** start of ITEMS **

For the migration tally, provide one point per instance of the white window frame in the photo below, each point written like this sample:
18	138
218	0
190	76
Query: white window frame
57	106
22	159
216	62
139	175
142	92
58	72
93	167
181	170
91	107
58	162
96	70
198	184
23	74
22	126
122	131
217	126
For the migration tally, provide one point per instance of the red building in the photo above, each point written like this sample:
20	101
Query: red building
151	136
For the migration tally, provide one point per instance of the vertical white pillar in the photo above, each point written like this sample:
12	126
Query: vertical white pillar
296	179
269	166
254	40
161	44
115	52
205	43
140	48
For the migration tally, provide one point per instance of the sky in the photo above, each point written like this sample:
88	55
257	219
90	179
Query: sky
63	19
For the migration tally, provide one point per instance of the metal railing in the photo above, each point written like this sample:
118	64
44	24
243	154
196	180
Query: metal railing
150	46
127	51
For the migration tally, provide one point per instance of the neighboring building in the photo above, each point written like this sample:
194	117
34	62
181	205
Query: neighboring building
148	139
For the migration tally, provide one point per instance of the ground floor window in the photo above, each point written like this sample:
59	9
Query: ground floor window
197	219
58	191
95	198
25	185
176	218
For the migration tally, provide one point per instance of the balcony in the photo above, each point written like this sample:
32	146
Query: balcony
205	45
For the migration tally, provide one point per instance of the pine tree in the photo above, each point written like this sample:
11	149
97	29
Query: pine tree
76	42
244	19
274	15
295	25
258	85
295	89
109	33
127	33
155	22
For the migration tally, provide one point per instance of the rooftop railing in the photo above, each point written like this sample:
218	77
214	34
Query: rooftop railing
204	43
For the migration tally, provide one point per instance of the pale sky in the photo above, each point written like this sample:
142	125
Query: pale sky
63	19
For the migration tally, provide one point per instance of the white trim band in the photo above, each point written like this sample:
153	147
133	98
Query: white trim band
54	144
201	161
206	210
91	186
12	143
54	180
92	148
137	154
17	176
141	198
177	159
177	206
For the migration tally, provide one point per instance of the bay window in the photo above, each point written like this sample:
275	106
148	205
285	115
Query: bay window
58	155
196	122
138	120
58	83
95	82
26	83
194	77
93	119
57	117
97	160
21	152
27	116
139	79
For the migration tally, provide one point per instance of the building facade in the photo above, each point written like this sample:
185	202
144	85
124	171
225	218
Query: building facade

** end of ITEMS **

WHAT YOU WILL DO: Output all of the data again, exactly.

EXERCISE SOLUTION:
For the migration tally, provide one point per instance of the white window frame in the photo below, each point written like this sample:
18	138
218	0
190	76
Query: white window frame
57	106
22	159
216	62
139	175
142	92
58	72
93	167
181	170
91	107
58	162
96	70
198	184
23	74
22	126
122	131
217	126
For the migration tally, provide one point per instance of the red building in the photo above, each point written like this sample:
20	101
Query: red building
151	136
For the migration tally, provide one point per instance of the vertical white pillar in the photo above, each point written like this sample:
12	126
Query: vertical white pillar
296	179
269	166
254	40
161	44
115	52
205	43
140	48
For the migration tally, provide one point per instance of the sky in the photo above, each point written like this sample:
88	55
257	219
90	179
Query: sky
63	19
For the migration tally, provide one point per instance of the metal railing in the photo above, each point written like this sample:
118	64
44	24
243	154
196	180
Query: metal railing
150	46
127	51
For the migration tally, provide one point per instance of the neighboring building in the photo above, each point written like this sample:
194	117
34	62
181	205
Query: neighboring building
148	139
For the migration tally, provide one point per instance of the ground floor window in the photo above, each point written like this sample:
59	9
Query: ground floor window
197	219
58	191
95	198
25	185
176	218
For the migration tally, provide one point per instance of the balcony in the photo above, each point written like this sample:
32	146
Query: balcony
205	45
For the migration tally, provide one point per instance of the pine tree in the photo above, each point written like this sample:
11	149
97	29
Query: pine tree
76	42
244	19
274	15
295	25
258	85
295	89
109	33
127	33
155	22
For the migration tally, provide one point per instance of the rooftop railing in the photo above, each point written like this sample:
218	77
214	34
Query: rooftop railing
204	43
For the migration tally, provide one point per instance of the pale sky in the photo above, each point written like this sample:
142	125
Query: pale sky
63	19
For the migration tally, provide one point per instance of the white trim band in the photo above, each point written like this sample:
153	147
133	98
Query: white trim band
54	144
201	161
206	210
91	186
12	143
54	180
92	148
137	154
17	176
141	198
177	159
177	206
For the migration tally, provide one point per instance of the bay window in the photo above, each point written like this sample:
275	106
148	205
285	115
Query: bay window
58	155
196	122
138	120
58	83
95	82
26	83
194	77
93	119
57	117
97	160
21	152
27	116
139	79
For the migration tally, provide one point per instance of the building facade in the photo above, each point written like this sample:
185	202
144	85
124	171
225	218
Query: building facade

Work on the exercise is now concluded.